=== PROVIDED DATA ===
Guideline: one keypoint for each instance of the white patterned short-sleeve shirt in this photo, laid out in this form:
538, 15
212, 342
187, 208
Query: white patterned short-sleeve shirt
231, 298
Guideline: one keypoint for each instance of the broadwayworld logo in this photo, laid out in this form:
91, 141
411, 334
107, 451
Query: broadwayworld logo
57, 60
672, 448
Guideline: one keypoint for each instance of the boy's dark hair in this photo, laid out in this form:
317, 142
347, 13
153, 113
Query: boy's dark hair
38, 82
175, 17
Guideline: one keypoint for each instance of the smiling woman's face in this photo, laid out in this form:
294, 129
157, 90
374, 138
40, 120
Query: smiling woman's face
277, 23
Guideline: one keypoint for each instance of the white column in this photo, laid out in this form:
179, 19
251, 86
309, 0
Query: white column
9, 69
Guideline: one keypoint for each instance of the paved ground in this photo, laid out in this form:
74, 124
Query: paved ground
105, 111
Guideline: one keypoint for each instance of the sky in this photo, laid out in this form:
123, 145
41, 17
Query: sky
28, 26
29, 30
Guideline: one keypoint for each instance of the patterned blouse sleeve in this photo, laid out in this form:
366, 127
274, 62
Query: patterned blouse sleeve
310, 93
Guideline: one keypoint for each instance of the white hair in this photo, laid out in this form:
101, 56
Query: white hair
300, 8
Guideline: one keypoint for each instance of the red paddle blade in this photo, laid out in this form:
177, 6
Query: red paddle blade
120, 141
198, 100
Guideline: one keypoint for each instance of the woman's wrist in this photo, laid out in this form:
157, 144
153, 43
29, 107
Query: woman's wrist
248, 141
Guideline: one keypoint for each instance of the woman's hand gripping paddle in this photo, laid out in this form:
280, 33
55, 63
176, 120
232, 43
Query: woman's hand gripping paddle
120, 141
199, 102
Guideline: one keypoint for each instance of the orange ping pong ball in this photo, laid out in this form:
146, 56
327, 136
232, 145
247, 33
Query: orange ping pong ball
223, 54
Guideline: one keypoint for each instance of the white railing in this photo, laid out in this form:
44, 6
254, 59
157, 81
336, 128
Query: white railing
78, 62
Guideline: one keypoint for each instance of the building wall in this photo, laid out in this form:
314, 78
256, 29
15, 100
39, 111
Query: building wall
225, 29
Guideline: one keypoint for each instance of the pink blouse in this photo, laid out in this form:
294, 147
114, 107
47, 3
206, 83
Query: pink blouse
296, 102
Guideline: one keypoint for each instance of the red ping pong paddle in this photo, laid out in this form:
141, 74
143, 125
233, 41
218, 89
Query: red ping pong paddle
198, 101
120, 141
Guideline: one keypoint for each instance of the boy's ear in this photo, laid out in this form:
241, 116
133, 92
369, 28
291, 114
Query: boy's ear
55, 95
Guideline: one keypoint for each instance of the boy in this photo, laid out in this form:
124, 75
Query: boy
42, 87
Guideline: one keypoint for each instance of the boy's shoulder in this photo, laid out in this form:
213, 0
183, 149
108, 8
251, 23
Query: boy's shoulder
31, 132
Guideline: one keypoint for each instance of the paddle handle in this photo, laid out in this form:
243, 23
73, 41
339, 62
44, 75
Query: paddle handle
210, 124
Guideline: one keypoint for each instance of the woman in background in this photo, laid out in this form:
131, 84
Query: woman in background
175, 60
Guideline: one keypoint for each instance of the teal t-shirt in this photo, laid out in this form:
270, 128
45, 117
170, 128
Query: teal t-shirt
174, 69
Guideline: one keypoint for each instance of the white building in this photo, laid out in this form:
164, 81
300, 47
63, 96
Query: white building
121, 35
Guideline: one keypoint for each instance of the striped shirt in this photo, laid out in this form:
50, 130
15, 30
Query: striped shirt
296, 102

=== EXERCISE REQUIREMENTS ===
Please rescale the lines from the line with "Guideline: one keypoint for each instance of the white railing" to the last line above, both included, by writing them all out again with each answer's keypoint coordinates multiplied by 2.25 and rounded to whole numbers, halves up. Copy every other line unchanged, including the sample coordinates that show the layout.

=== ANSWER TO THE EXERCISE ===
Guideline: one keypoint for each instance of the white railing in this photo, laid out in this form:
44, 6
254, 59
157, 81
336, 128
Query: white railing
176, 140
Guideline: one keypoint for each instance of the building wall in this photo, laid out in this form:
314, 78
256, 29
15, 100
39, 111
Query: building wall
506, 65
Guideline: one keypoint for each instance of the pink blouse in this photo, laid out in this form:
294, 147
114, 107
47, 3
206, 83
Query: pink blouse
666, 230
Guideline: one keypoint for each instance of the red ping pong paddle in this photo, laid out in this form:
141, 74
143, 125
233, 41
218, 89
Query: red ping pong paddle
446, 227
270, 317
Guideline: one keypoint for each instance of the boy's ear in this photo, laid out in this form:
241, 116
133, 92
369, 28
291, 114
Query: boy's ear
124, 214
Guideline: one keypoint for each instance of the boy in this photo, laid out in this form:
124, 75
Query: boy
95, 196
Guideline: one keypoint for each instance of the boy's shoulder in this photo, laid out in this form:
213, 0
183, 149
108, 8
251, 23
Query: boy's shoulder
70, 297
Guideline: one keypoint for each instance of the paddle handle in this photo, laid out in this form:
243, 23
73, 41
339, 62
44, 75
Query: paddle handle
473, 279
Guideline: one keypoint for each instance of the woman in background in this photo, laid out in this form:
131, 84
Query: woman in background
394, 135
Guideline: one keypoint for each instance of the teal t-shirt in this photo, laid out in this form:
270, 128
45, 117
170, 128
Query: teal t-shirt
392, 155
Guideline: one keypoint for each instance of the white building in this photo, laid out in this form:
164, 81
300, 47
63, 96
Query: white building
272, 79
Guideline: one keypoint for each instance of the striped shirt in this photo, laid out in this form:
50, 130
15, 30
Query: striped shirt
666, 230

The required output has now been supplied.